* Problem to solve *
Pick out each line in the material below that contains the word "green" and copy those lines.

* Provided records *
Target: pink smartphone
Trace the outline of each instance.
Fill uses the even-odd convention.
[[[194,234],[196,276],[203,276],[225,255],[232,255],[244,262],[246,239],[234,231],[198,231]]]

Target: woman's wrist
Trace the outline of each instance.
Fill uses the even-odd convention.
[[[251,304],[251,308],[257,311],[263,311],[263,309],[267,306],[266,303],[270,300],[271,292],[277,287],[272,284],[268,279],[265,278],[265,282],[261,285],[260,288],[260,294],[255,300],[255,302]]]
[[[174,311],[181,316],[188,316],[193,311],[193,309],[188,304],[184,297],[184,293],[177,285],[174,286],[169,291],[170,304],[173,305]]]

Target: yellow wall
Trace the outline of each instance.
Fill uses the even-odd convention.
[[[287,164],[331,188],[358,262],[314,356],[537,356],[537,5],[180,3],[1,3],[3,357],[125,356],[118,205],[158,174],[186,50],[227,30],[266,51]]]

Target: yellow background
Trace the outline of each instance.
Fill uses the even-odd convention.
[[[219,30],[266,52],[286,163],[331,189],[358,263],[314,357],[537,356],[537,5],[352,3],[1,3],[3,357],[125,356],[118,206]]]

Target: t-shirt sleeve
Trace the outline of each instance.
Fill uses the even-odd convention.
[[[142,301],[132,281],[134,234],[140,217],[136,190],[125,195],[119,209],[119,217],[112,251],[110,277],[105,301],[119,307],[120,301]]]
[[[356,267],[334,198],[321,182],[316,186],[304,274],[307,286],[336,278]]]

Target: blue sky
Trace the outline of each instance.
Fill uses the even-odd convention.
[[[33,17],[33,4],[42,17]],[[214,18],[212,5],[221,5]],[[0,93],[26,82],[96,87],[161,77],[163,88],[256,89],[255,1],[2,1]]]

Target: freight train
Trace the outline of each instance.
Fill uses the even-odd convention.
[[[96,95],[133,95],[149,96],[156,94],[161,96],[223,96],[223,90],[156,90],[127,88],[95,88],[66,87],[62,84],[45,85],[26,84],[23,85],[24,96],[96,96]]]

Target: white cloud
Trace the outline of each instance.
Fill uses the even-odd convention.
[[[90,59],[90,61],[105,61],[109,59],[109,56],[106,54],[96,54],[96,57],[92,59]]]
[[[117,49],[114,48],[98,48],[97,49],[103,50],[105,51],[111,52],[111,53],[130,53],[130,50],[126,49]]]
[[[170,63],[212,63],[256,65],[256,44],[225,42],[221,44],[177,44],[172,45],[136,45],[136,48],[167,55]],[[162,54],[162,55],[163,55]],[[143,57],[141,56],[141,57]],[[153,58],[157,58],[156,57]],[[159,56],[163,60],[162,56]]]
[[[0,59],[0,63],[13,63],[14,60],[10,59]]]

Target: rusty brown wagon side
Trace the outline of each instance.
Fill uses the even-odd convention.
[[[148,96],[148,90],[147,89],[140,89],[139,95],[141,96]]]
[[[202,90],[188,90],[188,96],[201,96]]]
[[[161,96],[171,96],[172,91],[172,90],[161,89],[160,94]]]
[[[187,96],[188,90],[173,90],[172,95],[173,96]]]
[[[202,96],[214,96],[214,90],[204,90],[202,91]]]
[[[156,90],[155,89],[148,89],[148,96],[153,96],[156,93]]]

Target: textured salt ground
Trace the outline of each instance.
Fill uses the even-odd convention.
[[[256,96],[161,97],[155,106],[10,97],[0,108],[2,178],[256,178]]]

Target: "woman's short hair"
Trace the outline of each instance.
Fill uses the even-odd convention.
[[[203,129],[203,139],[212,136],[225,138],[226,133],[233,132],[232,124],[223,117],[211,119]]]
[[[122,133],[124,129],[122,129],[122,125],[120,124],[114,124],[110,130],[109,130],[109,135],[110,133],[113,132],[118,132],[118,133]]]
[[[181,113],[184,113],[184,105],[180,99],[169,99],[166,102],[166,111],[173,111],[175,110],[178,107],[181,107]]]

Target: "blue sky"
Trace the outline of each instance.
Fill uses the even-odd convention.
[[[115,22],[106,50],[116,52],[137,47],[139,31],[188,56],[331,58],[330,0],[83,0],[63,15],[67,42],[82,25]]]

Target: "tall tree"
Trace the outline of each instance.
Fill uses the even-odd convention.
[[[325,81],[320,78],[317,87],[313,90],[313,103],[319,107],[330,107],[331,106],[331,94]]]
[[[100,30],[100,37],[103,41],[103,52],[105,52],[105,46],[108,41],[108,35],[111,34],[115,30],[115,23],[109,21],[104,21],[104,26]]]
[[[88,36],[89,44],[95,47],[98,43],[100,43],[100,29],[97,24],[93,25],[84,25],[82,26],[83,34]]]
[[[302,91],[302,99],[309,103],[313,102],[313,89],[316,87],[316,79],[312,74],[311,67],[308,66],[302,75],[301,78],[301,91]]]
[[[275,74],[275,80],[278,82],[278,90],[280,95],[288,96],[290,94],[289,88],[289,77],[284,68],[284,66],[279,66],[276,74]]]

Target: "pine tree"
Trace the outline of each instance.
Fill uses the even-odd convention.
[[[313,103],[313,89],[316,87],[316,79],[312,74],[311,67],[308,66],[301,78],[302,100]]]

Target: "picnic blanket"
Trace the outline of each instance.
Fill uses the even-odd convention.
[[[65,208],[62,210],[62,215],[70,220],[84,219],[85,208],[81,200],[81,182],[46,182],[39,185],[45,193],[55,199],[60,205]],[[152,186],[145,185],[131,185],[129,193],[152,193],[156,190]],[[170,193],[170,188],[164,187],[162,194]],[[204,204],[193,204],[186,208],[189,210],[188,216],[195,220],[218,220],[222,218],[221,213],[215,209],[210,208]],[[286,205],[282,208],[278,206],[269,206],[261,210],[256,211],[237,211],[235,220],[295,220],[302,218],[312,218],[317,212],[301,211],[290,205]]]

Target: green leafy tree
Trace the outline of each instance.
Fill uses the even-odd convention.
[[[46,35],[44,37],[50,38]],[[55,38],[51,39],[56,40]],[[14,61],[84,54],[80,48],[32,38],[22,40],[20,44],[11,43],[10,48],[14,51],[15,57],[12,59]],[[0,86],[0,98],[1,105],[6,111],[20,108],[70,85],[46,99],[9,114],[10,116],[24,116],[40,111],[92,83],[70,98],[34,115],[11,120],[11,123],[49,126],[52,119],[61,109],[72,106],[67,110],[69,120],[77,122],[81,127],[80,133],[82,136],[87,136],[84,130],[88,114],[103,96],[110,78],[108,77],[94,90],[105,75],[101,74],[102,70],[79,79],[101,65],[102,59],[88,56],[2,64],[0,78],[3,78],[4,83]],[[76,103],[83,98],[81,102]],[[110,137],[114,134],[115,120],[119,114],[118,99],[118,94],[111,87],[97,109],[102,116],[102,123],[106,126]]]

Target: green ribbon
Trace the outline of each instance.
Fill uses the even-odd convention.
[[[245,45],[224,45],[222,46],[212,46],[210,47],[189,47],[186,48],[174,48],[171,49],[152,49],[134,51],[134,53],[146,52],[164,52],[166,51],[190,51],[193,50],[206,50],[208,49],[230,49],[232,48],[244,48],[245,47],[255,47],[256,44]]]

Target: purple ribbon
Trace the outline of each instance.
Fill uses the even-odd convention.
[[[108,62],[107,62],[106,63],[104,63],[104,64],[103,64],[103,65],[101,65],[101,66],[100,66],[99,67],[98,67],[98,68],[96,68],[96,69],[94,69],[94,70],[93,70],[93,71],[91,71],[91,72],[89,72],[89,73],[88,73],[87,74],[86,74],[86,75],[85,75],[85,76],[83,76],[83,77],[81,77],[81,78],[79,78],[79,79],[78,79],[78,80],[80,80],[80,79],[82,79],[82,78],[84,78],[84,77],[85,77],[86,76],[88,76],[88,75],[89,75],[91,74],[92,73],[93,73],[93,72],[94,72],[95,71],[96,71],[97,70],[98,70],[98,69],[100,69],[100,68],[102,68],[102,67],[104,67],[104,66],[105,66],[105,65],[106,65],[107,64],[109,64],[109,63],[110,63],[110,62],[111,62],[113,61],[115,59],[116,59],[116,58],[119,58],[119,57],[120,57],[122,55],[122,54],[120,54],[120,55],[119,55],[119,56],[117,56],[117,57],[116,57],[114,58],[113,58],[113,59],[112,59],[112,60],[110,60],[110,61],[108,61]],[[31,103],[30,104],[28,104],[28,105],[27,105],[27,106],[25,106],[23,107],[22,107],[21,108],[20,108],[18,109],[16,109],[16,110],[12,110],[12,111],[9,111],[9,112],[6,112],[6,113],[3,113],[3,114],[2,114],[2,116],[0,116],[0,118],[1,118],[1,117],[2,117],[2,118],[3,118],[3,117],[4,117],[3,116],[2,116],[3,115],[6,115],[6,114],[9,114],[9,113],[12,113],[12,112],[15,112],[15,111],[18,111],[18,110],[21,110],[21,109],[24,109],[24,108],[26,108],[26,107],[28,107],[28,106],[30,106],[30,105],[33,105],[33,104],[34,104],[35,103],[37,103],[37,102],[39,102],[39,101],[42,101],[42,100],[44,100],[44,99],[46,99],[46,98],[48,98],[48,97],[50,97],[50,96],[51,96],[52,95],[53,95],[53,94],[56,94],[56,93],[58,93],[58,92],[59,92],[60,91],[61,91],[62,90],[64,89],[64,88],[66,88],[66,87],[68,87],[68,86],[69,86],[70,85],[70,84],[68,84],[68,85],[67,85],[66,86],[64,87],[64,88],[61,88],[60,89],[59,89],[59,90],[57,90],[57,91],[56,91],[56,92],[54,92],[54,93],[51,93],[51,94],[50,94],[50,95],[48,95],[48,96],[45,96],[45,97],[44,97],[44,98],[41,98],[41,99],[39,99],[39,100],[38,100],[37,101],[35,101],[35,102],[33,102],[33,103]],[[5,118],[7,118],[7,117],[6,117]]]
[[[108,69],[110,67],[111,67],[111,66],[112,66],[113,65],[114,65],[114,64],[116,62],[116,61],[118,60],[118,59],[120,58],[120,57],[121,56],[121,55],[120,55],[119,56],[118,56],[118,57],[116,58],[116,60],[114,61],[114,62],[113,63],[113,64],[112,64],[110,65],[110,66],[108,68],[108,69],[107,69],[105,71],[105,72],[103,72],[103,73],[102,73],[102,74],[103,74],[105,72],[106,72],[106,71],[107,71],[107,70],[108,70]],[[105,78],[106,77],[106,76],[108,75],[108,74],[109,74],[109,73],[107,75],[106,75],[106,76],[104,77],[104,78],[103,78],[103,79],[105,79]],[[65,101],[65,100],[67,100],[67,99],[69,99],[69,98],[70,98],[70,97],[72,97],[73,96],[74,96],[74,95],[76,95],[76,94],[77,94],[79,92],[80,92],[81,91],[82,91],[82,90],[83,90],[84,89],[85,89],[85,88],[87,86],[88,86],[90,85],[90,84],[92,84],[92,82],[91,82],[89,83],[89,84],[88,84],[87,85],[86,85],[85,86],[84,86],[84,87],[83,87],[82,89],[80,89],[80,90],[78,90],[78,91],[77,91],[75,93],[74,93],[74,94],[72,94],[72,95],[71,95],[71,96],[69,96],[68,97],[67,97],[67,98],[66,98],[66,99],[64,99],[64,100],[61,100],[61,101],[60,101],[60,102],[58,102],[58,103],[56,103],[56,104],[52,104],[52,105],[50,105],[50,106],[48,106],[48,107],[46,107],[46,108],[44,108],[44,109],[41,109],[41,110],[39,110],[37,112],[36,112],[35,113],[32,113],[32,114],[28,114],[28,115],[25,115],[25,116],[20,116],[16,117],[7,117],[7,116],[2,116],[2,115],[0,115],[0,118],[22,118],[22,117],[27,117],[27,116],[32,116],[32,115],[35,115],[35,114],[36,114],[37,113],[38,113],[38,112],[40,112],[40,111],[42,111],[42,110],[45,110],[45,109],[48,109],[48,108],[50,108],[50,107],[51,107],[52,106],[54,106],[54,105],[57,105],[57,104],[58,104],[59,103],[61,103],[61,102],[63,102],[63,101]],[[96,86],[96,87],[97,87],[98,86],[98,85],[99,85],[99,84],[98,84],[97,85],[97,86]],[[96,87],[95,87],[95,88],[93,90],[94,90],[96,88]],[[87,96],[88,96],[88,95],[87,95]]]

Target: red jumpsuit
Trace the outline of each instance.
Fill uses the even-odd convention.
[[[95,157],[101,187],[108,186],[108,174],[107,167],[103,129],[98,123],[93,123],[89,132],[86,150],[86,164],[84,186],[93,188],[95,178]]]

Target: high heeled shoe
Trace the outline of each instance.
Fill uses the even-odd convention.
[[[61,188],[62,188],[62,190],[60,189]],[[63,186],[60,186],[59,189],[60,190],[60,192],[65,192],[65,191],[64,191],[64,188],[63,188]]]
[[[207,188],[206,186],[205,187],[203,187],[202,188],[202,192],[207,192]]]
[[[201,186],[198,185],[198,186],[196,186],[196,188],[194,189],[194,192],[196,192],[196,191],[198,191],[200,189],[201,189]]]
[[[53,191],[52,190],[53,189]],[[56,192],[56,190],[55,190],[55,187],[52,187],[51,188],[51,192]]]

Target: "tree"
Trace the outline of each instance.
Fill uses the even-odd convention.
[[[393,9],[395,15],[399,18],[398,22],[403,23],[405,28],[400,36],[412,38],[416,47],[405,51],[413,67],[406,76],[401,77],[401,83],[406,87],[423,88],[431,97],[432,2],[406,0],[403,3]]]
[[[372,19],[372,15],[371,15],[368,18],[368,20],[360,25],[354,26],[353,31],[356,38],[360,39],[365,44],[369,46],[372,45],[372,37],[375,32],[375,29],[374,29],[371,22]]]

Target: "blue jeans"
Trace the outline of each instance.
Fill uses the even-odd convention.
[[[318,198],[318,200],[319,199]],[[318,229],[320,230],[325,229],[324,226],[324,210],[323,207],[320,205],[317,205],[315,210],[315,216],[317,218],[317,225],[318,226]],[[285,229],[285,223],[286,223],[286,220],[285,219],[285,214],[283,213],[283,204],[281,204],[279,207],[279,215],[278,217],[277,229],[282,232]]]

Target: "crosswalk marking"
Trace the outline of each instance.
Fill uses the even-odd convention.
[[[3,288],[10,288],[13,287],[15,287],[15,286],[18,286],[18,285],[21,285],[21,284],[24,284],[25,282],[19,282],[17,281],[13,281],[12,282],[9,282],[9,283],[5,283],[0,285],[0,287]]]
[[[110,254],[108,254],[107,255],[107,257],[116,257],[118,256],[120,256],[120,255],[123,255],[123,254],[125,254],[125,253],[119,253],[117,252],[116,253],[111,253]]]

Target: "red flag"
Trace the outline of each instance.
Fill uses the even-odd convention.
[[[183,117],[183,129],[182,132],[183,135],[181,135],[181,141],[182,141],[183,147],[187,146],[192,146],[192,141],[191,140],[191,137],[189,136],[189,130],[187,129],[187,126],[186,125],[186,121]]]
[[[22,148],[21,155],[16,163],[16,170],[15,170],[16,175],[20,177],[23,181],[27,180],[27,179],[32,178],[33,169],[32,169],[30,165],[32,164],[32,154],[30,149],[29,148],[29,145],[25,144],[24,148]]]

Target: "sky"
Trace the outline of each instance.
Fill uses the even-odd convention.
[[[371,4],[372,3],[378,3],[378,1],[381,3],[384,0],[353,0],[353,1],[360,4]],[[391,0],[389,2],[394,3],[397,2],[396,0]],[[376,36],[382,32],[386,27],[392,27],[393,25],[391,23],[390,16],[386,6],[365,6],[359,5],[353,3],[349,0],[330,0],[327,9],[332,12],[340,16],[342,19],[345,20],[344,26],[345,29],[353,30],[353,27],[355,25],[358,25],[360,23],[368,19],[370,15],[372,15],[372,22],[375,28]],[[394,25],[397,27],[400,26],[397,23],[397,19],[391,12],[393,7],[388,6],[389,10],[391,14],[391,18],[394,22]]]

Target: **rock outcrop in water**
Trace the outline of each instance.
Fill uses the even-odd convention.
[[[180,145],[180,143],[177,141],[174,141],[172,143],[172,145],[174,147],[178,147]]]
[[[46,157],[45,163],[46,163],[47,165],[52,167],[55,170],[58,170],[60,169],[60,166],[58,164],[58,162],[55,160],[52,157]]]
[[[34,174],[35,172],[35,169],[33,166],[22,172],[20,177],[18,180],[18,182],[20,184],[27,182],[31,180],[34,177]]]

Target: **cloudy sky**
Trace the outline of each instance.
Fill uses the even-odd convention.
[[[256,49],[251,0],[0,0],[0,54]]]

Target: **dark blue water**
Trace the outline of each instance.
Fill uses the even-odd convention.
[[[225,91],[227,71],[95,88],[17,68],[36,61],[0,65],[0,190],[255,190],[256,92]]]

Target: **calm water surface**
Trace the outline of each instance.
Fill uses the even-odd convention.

* Expected answer *
Target: green leafy tree
Target: green ribbon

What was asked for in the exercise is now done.